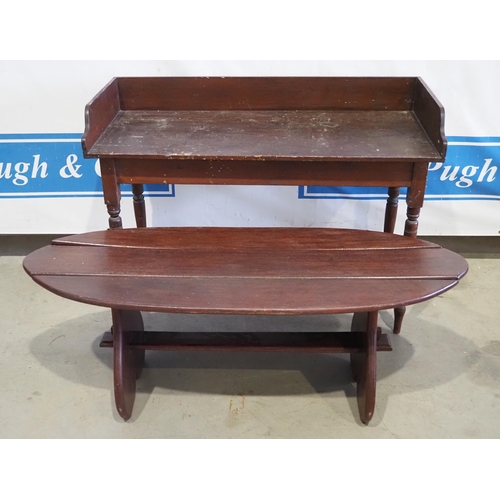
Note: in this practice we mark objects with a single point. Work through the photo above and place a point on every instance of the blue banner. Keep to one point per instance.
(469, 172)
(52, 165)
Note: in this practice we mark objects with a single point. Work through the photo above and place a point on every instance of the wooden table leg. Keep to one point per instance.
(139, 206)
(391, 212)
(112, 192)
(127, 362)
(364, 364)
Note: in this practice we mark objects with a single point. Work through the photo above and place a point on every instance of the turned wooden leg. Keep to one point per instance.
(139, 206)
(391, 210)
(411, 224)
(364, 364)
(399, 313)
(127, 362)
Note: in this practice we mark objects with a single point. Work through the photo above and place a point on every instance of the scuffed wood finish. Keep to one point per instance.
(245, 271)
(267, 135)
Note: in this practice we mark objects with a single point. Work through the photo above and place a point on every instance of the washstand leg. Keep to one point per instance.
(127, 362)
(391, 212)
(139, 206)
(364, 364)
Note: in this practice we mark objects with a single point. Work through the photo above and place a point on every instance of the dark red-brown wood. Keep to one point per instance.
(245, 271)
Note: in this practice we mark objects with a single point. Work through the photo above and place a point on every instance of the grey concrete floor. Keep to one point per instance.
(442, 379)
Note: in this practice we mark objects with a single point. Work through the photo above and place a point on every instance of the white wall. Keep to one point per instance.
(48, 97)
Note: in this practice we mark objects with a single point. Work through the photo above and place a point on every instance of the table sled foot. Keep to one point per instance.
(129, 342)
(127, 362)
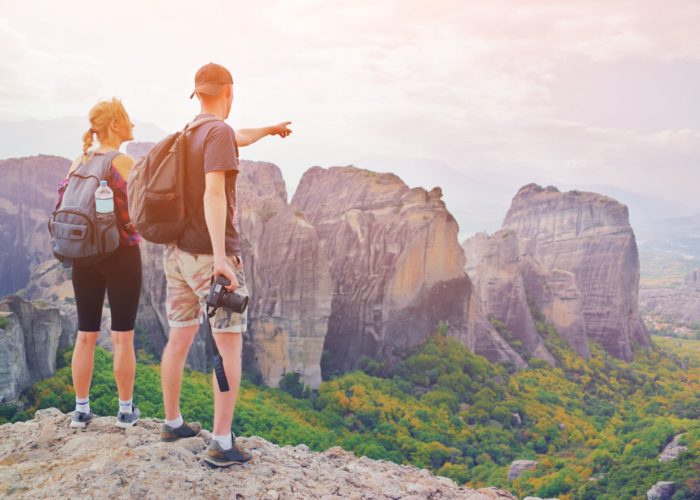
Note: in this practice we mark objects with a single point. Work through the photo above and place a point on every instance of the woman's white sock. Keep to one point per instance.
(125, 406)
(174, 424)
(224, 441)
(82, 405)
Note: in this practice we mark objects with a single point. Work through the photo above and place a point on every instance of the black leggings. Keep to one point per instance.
------------------------------------------------
■ Exercise requirements
With the pictures left out, write out all of the data exactly.

■ Written answer
Note: in this practice we mark objects with a single point. Work through the photo above and place a point on every instance of the blue banner. Keep to one point per instance.
(469, 172)
(52, 165)
Note: in this practice we mark objects with a single point. Work through the photo above and place a point on every instance of the wooden table leg. Keep to one point per instance.
(139, 206)
(391, 212)
(112, 192)
(127, 362)
(364, 364)
Note: in this practice we mark objects with a single point. Work through the photo above and place a point on every instance of the turned wooden leg. Keep to one point per instance.
(139, 206)
(391, 210)
(411, 224)
(364, 364)
(399, 313)
(127, 362)
Note: in this practice we mark objects with a single point. Work through the photo above and place a point on every instance of the scuffed wood finish. Keep to one point per instance.
(245, 271)
(267, 135)
Note: in this practice we mark objects with a single point. Work through the photo above and place a point on every instance of the washstand leg. Keep to one point per instance.
(127, 362)
(391, 212)
(139, 206)
(364, 364)
Note: in this practice we mark objects with a single point. Work through the photo above and place a point on every instance of the dark red-brown wood. Keep to one point per instance.
(245, 271)
Note: in this practice we mark objects with a single point. Work through the photo above and place a point on every instance of the grey concrete floor. Keep to one point per instance.
(442, 379)
Note: in this practice we mark objects with a single point. Work through the photo above and place a point on every instance of the white wall. Keep to one point per instance.
(48, 97)
Note: in this practice we mark objects with a single point. Work through the photo above and place a point on every instance of the table sled foot. Keep to one point per instance.
(129, 342)
(127, 362)
Note: in this practice we mark objects with a single point. Work through the photo above and place a point on every instance of the woman's white sock. Keep to one point per instance.
(125, 406)
(174, 424)
(224, 441)
(82, 405)
Note: in this practice we mark objects with a single point. Work through the photo above and place a point on every instance of the black leggings. Keep to one point per instance.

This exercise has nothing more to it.